* Start *

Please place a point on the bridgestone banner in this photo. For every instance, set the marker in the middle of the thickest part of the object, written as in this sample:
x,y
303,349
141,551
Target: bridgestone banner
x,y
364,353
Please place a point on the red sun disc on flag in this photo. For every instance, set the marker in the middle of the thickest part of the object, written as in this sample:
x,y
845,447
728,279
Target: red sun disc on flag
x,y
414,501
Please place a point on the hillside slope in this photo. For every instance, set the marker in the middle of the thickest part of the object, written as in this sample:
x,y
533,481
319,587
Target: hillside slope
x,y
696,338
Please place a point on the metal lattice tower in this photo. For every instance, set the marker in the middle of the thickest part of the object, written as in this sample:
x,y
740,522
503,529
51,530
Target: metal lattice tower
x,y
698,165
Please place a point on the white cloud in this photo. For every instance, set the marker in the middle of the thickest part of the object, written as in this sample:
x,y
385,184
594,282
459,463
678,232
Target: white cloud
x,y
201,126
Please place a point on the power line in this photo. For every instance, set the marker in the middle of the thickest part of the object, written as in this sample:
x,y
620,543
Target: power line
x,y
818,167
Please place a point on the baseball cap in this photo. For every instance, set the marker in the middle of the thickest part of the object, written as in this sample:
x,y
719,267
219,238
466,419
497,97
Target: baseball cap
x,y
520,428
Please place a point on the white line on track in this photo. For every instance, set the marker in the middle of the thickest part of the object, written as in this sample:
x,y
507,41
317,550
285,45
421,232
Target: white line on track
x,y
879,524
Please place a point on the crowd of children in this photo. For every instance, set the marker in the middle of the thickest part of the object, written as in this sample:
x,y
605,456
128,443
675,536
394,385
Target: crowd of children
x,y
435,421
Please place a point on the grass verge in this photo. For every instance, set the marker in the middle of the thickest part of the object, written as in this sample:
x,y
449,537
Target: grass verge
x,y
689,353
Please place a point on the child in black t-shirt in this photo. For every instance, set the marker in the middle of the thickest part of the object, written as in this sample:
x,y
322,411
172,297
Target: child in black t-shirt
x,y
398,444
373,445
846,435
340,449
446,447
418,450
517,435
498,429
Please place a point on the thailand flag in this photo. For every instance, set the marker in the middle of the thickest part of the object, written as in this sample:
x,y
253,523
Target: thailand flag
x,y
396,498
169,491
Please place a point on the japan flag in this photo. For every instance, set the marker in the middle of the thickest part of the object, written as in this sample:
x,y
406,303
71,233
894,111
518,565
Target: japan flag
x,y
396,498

* End *
* Start *

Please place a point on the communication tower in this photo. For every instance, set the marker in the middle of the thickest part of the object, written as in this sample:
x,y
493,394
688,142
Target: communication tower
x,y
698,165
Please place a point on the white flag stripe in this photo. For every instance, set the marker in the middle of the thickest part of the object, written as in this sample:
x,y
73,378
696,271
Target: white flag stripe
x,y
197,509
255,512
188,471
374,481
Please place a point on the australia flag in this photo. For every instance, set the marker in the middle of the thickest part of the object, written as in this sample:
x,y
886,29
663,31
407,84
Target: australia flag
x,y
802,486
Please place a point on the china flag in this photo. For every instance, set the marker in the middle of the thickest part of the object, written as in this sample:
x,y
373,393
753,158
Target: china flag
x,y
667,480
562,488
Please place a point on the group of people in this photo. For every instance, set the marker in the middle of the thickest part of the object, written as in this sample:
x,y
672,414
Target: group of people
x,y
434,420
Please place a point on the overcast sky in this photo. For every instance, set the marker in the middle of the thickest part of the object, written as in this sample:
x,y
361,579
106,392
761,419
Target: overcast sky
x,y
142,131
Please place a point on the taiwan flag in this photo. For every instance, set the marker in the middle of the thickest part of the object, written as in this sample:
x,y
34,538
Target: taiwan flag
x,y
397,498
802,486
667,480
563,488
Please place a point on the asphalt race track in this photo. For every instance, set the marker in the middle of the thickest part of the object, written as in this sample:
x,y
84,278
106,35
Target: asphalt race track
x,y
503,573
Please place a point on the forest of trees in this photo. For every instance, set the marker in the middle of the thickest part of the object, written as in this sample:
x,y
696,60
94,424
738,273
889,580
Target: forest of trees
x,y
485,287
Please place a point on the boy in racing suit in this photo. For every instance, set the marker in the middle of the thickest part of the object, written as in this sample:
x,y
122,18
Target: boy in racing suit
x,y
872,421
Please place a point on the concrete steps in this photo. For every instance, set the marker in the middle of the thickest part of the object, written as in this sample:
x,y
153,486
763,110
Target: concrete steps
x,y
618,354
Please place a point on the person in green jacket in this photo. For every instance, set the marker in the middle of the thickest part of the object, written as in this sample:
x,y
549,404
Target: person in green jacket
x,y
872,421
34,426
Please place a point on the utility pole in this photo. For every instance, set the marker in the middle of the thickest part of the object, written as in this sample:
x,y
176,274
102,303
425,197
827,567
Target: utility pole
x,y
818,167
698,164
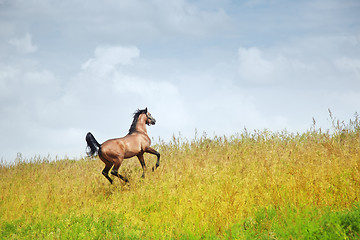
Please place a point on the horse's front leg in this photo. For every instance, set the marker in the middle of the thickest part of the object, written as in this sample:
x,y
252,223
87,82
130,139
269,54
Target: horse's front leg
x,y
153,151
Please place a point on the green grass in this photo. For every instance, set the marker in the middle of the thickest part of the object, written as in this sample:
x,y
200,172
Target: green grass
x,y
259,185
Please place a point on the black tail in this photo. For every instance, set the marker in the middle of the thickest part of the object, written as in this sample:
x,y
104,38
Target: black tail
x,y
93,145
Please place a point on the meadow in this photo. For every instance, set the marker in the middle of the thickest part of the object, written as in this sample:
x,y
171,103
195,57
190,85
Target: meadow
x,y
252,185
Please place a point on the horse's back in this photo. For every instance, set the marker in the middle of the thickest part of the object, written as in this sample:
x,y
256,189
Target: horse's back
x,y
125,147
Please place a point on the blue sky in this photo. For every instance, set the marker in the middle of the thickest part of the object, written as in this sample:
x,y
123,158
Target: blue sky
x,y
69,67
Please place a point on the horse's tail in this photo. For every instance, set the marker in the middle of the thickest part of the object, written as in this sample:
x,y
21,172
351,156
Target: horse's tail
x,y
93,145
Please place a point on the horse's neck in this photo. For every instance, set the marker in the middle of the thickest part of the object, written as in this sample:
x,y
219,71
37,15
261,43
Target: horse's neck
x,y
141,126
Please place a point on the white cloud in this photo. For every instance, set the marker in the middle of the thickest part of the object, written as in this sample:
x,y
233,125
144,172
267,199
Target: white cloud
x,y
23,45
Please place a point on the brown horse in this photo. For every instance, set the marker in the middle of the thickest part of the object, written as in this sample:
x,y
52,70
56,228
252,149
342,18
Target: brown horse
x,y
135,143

* End *
* Start *

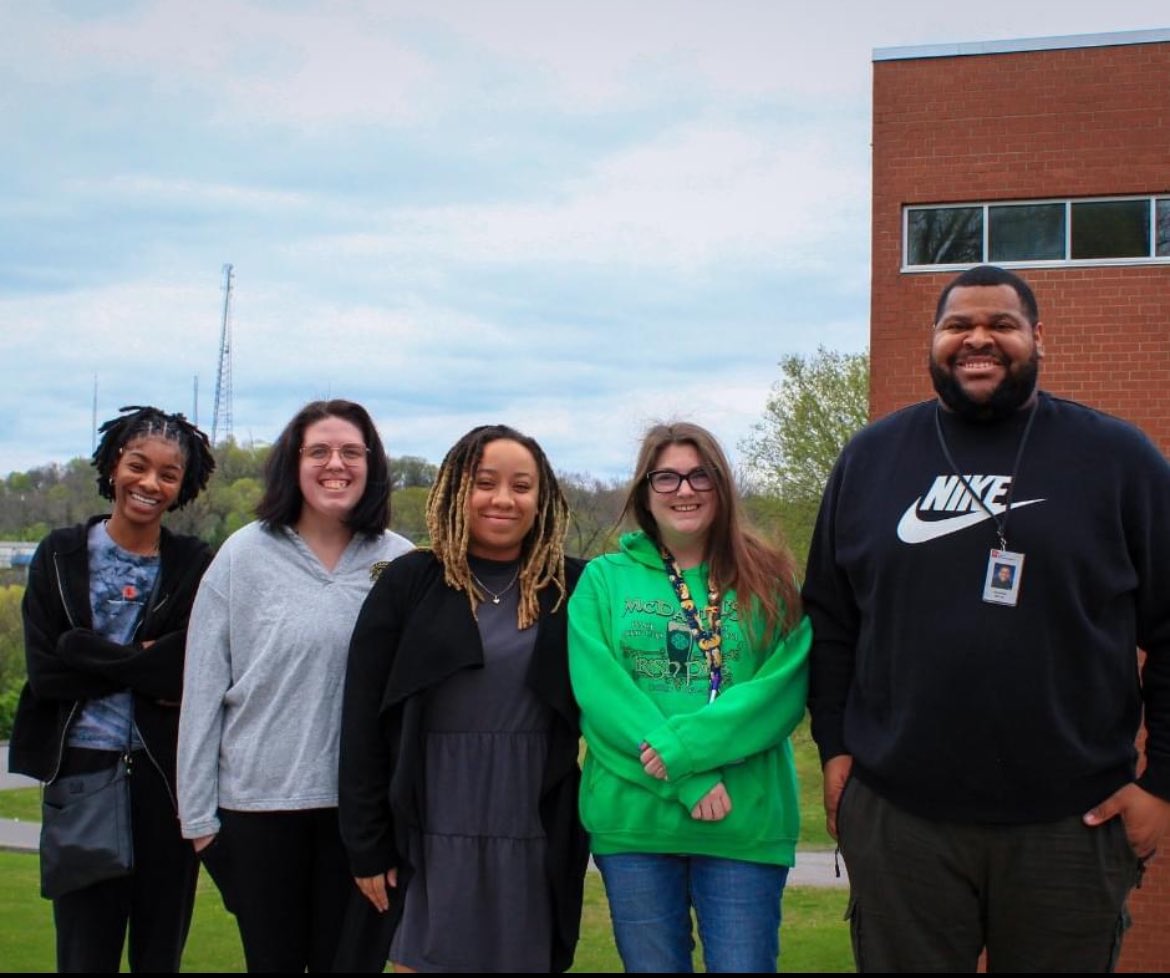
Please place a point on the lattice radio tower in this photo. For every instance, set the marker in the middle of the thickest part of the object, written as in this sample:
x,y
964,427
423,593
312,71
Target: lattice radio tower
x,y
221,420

* End *

Requirement: Tally the lines in the material above that contain the string "crowd", with case significant, and report only the resulting count.

Response to this exercise: 2